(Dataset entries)
** START **

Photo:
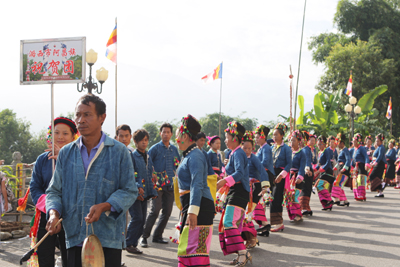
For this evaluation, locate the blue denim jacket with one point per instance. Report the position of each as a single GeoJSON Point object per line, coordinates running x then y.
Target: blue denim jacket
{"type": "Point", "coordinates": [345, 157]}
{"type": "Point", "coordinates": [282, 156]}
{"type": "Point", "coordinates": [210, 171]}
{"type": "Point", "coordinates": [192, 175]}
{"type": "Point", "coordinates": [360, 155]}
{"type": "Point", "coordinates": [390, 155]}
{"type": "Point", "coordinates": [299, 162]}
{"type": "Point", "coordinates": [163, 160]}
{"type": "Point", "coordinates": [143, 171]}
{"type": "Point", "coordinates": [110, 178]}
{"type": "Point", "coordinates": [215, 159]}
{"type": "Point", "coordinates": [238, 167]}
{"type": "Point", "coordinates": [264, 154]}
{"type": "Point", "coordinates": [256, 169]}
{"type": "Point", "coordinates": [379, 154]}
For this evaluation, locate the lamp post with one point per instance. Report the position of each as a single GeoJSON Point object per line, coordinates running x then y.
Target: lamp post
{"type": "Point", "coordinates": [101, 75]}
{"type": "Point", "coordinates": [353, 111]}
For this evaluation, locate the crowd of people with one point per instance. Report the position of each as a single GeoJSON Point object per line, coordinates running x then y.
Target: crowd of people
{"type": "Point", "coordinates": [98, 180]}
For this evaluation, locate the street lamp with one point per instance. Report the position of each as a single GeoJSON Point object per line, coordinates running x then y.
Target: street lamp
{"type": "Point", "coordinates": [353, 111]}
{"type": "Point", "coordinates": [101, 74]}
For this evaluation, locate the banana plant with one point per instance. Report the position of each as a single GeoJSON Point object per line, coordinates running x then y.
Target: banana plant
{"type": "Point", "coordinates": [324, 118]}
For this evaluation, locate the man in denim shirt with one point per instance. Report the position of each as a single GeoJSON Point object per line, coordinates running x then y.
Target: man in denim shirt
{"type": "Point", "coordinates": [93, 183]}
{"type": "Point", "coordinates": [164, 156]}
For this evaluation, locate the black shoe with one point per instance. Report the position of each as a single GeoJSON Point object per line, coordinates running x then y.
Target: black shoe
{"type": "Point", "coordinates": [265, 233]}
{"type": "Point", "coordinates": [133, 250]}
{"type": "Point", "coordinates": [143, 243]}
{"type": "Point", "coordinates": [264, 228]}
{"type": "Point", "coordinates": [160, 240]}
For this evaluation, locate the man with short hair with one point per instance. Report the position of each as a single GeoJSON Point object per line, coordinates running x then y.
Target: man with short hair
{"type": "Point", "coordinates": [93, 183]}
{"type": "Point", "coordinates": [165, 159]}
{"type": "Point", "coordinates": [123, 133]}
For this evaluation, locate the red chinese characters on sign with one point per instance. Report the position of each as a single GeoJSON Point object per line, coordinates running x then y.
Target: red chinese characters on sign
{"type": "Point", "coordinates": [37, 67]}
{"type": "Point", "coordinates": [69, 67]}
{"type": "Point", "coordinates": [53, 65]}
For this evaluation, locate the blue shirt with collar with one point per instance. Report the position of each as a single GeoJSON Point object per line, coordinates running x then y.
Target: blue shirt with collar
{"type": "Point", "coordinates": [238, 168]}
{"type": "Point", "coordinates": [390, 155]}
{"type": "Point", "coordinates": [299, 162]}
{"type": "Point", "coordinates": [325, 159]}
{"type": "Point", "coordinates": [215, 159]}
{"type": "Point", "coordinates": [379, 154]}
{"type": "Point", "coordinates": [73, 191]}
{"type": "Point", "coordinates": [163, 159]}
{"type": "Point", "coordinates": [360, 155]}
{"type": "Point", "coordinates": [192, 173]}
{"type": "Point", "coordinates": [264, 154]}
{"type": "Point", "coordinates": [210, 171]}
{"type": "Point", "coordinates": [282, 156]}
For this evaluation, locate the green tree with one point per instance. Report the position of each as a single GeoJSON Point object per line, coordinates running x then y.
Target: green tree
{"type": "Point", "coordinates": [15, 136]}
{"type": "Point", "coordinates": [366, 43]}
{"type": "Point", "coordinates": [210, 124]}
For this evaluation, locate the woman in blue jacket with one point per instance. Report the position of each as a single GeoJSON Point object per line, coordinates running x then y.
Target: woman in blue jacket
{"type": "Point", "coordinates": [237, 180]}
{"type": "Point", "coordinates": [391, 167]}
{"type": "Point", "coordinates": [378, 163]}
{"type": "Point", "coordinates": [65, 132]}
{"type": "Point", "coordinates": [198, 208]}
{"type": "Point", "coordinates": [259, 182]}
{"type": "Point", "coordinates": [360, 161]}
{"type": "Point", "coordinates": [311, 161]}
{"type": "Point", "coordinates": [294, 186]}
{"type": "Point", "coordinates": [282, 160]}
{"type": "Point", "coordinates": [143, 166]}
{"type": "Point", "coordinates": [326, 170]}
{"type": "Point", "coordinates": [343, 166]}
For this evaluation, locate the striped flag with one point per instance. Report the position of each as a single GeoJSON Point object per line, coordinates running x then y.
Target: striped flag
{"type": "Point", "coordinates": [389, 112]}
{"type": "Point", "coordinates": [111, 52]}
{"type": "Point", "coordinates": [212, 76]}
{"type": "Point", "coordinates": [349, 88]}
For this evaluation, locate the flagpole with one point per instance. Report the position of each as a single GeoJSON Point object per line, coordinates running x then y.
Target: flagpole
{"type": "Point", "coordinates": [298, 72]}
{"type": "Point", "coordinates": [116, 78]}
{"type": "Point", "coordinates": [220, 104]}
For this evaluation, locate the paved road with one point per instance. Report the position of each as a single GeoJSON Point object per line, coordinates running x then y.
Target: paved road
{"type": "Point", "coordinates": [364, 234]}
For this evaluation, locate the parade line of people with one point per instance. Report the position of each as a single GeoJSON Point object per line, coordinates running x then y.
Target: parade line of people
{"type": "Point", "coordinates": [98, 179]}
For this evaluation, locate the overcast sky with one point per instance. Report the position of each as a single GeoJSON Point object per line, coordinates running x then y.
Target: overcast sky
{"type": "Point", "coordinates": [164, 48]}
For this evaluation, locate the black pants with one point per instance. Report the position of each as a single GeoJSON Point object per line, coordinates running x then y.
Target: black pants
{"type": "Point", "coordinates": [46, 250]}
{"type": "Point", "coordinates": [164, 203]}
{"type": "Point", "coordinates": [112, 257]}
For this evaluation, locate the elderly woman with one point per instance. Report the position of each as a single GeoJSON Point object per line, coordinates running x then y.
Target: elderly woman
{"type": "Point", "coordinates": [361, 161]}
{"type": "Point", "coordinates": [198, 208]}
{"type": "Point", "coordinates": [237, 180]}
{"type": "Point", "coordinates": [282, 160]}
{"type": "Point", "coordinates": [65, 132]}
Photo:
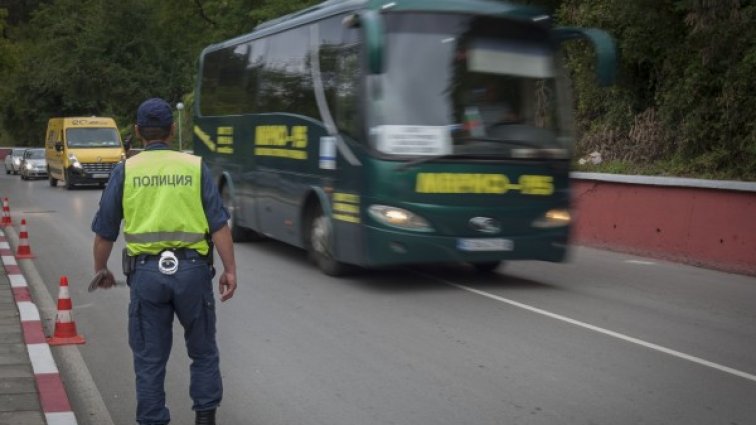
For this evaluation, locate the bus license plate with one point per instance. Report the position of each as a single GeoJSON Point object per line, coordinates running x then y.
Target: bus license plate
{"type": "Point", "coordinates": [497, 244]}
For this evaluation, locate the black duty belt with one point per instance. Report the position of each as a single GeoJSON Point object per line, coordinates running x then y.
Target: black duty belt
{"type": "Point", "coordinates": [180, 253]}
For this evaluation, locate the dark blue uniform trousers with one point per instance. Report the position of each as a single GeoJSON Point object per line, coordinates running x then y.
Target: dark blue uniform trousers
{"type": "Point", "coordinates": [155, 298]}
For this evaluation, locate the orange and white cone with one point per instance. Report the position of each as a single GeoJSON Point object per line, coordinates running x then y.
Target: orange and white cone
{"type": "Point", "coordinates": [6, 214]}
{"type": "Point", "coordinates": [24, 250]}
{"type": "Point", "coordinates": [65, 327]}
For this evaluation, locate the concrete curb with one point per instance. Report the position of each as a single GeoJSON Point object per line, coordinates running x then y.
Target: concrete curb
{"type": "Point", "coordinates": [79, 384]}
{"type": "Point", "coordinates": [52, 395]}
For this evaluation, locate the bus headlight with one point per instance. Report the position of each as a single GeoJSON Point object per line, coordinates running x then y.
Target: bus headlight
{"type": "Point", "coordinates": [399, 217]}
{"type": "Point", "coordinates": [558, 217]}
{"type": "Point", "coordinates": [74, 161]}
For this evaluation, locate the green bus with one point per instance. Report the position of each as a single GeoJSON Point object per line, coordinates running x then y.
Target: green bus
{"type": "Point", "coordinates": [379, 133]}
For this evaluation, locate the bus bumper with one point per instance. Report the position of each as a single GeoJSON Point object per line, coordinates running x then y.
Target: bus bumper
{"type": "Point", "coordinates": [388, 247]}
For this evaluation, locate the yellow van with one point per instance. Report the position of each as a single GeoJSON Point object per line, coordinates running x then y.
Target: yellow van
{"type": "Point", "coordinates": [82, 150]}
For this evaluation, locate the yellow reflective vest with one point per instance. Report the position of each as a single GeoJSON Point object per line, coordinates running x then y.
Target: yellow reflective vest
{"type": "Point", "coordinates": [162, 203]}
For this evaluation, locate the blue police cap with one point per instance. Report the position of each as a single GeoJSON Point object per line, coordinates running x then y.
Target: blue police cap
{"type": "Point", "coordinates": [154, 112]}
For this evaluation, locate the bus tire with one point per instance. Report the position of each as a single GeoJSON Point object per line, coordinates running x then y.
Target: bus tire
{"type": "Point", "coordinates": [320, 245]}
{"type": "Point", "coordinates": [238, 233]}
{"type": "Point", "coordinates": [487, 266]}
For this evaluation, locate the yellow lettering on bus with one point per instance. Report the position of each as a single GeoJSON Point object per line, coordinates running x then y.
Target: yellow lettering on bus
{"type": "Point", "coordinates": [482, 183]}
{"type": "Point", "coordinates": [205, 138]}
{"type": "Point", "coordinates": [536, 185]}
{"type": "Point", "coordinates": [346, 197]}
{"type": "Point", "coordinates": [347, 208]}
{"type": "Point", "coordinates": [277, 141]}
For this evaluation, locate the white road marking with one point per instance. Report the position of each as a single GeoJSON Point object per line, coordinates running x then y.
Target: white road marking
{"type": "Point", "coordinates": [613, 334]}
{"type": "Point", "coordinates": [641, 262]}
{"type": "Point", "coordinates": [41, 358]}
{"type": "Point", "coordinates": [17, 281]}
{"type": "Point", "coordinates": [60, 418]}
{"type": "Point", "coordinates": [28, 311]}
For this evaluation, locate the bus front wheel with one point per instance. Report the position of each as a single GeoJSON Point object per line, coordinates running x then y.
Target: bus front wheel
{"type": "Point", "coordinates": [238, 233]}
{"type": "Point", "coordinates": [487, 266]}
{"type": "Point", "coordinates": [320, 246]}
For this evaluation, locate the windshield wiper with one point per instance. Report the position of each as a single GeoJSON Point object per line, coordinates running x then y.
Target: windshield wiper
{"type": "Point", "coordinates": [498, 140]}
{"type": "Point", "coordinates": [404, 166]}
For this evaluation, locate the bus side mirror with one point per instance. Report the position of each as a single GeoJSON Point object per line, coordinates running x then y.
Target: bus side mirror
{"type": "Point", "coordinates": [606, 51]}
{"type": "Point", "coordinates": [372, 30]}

** END **

Your objective:
Write out only the final block of lines, starting at the line with "For this evaluation, locate the windshield" and running to the end of the material.

Completed task:
For this evaluation, locate the windshield wiper with one point per instance. Report the position of each as a single GeoJSON Point object per line, coordinates running x then y.
Target: windshield wiper
{"type": "Point", "coordinates": [498, 140]}
{"type": "Point", "coordinates": [404, 166]}
For this evaluation, locate the bus side mirror with one point per instance. Report the position of each as a single GeoJSON Point object per line, coordinates running x then y.
Target: bus side mirror
{"type": "Point", "coordinates": [606, 51]}
{"type": "Point", "coordinates": [372, 30]}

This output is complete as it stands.